НАД ЧЕМ РАБОТАТЬ ::
**a.** Перечислите все должности, на которых работал Николай Петрович Постовалов после войны, согласно тексту о нём.
**b.** Согласуются ли с текстом о Николае Петровиче Постовалове следующие утверждения? Для каждого ответьте «да» или «нет» и приведите решающие слова текста в точных кавычках: (i) он родился в селе Михайловка Мокроусовского района; (ii) на фронте он был ранен дважды; (iii) курсы трактористов он окончил в 1940 году.
**c.** Допишите следующую часть текста о Николае Петровиче Постовалове, начав сразу после его последнего предложения.

ИЗВЛЕЧЁННЫЙ ТЕКСТ ::

* * * * * * * * *

Жизнь будет продолжаться, если не будет войны
Николай Петрович Постовалов родился в селе Михайловка Мокроусовского района. На фронтах Великой Отечественной войны с декабря 1941 года. Автоматчик, сержант. Был трижды ранен. Награжден орденами Славы 3-й степени, Красной Звезды, Отечественной войны, двумя медалями «За отвагу» и другими, имеет 18 благодарностей Верховного Главнокомандующего И. В. Сталина.
После войны вернулся в родную Михайловку, трудился бригадиром, председателем колхоза, лесником. Трудовой стаж, включая войну 65 лет.
В 1940 году я окончил курсы трактористов и с весны стал работать на колесном тракторе ХТЗ. Приходилось работать по 16-18 часов в сутки. Но мы, молодежь, работали с огоньком, по-ударному. За сезон мне удалось выработать 870 гектаров в переводе на мягкую пахоту и быть участником Всесоюзной сельскохозяйственной выставки в Москве.

* * * * * * * * *

ИЗВЛЕЧЁННЫЕ ЗАПИСИ ::
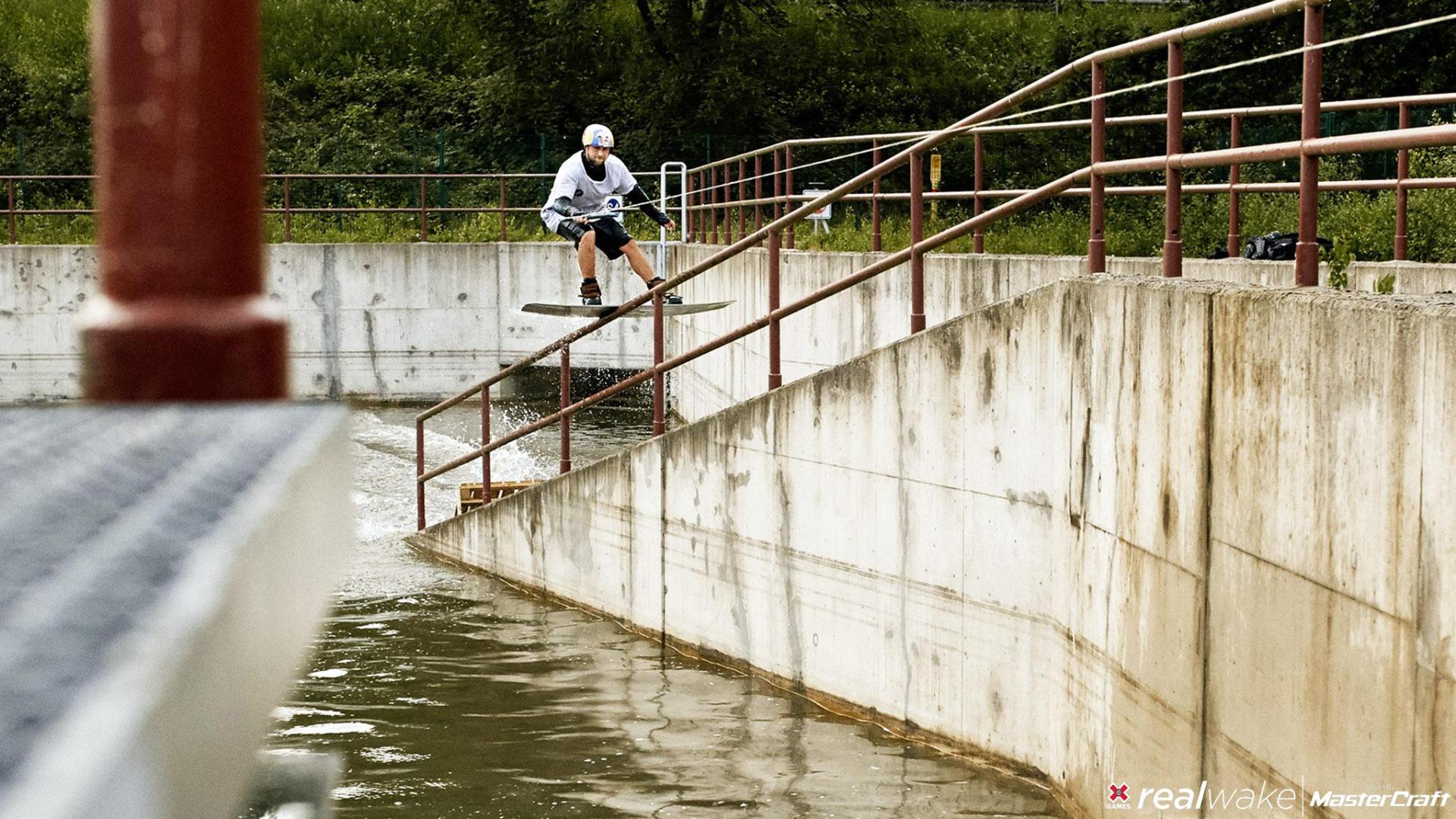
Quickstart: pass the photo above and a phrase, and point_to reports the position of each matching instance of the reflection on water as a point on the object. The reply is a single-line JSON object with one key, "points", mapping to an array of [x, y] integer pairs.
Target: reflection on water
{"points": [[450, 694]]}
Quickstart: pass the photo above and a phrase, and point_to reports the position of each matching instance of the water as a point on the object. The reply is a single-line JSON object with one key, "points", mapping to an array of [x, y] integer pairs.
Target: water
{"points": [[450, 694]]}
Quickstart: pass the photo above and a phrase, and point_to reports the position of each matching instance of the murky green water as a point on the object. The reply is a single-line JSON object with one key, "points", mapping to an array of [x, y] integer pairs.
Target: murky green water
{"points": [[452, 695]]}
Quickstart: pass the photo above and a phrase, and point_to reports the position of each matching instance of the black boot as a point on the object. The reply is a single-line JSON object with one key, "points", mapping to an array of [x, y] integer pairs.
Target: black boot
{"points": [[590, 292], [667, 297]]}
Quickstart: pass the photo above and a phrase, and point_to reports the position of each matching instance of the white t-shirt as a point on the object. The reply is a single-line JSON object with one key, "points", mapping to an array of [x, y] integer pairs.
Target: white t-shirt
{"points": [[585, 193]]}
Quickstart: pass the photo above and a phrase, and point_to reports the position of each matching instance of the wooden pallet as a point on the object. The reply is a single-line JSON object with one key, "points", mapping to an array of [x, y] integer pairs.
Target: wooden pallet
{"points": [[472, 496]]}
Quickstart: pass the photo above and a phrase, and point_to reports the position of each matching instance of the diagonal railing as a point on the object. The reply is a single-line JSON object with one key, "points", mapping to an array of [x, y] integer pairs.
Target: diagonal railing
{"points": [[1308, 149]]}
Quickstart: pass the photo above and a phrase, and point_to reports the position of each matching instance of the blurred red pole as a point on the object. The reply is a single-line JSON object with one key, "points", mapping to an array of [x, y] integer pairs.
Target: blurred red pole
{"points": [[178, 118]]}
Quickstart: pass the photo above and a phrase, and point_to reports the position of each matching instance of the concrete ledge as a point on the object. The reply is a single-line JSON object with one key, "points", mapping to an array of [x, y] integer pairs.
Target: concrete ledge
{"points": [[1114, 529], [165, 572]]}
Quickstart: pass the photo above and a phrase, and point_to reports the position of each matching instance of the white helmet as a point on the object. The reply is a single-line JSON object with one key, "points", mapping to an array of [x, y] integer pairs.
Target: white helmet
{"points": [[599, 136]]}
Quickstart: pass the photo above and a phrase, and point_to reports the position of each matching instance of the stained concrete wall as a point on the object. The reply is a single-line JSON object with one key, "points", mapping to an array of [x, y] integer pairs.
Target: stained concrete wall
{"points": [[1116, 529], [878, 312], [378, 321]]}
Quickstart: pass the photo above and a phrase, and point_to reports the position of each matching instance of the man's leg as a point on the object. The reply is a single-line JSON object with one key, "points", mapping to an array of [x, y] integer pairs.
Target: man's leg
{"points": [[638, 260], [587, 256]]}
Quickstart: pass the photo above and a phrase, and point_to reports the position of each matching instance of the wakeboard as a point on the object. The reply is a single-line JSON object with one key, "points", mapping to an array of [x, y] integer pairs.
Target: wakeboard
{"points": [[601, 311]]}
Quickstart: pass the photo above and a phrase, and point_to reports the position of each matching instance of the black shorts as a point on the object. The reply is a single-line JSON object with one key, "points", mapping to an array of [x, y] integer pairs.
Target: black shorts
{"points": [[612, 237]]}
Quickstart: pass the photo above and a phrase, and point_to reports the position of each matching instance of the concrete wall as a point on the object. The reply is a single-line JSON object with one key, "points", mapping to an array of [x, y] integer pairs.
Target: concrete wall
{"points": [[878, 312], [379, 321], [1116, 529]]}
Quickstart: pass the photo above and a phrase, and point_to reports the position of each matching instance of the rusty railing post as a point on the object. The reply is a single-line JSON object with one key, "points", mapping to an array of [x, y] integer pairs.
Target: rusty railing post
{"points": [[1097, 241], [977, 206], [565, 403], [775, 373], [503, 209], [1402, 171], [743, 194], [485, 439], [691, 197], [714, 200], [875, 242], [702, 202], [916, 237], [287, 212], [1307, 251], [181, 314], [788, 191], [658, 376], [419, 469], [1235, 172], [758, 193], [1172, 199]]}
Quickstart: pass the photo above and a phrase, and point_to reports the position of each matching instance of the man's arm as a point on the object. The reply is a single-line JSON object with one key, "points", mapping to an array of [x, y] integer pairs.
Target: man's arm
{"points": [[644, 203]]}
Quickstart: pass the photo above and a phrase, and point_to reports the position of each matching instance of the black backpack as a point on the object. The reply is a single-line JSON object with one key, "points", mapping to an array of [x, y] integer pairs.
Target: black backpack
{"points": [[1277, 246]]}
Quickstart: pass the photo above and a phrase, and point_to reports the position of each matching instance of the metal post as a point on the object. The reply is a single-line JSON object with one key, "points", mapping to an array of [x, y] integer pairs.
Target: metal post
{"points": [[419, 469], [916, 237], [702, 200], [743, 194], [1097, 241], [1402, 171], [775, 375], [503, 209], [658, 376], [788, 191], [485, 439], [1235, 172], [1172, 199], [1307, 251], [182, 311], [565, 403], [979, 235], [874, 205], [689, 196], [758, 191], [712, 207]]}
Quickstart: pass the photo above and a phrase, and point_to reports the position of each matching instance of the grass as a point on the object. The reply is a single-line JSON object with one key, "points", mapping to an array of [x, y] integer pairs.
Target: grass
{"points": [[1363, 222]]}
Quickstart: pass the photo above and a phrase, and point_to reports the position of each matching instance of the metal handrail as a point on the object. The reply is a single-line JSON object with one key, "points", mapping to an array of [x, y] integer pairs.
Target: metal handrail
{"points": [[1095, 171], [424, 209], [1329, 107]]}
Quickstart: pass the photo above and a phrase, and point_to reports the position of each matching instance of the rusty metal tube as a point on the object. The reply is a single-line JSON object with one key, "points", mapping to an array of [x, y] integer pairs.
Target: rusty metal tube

* * * * * * * * *

ОЖИДАЕМЫЕ ОТВЕТЫ ::
**a.** Бригадир, председатель колхоза, лесник.

**b.**
(i) Да: «родился в селе Михайловка Мокроусовского района».
(ii) Нет: «Был трижды ранен».
(iii) Да: «В 1940 году я окончил курсы трактористов».

**c.**
Молодежи в бригаде было много, жили мы на полевом стане очень дружно и весело. В вагончике были патефон, гармошка, шашки, домино и бильярд. Война оборвала наш мирный труд. Трудовая закалка, которую я приобрел в тракторной бригаде колхоза «Коминтерн», очень пригодилась на фронте.
15 сентября 1941 года я был призван в армию. Наша дивизия формировалась на Урале. В декабре 1941 года вступила в бой на Калининском фронте, штурмом овладела, городом Калинин, а также городом Старица, освободила много населенных пунктов. Нашему отдельному лыжному батальону, где я служил автоматчиком, была поставлена задача зайти в тыл врага, взрывать его склады с боеприпасами, громить штабы. Задача была выполнена, но с очень большими потерями.
Зимой 1941-1942 годов вели ожесточенные бои под Ржевом, населенные пункты по нескольку раз переходили из рук в руки. В этих боях я потерял много земляков-друзей: из Михайловки — Гончаровых Гавриила, Михаила и Андрея, из Новотройки — Петрова Вениамина и Панкратова Серафима, из Маломостового — Ежова Николая, из Осиево — Булатова Василия и многих других.
Мой командир взвода Сергей Андрианович Коростелев и я договорились в случае гибели одного из нас вытащить с поля боя, похоронить и сообщить на родину. Много раз мы ходили вместе в атаку, бывало и по два раза в день, но оба остались живы. Сергей Андрианович вернулся домой в Дмитриевку инвалидом.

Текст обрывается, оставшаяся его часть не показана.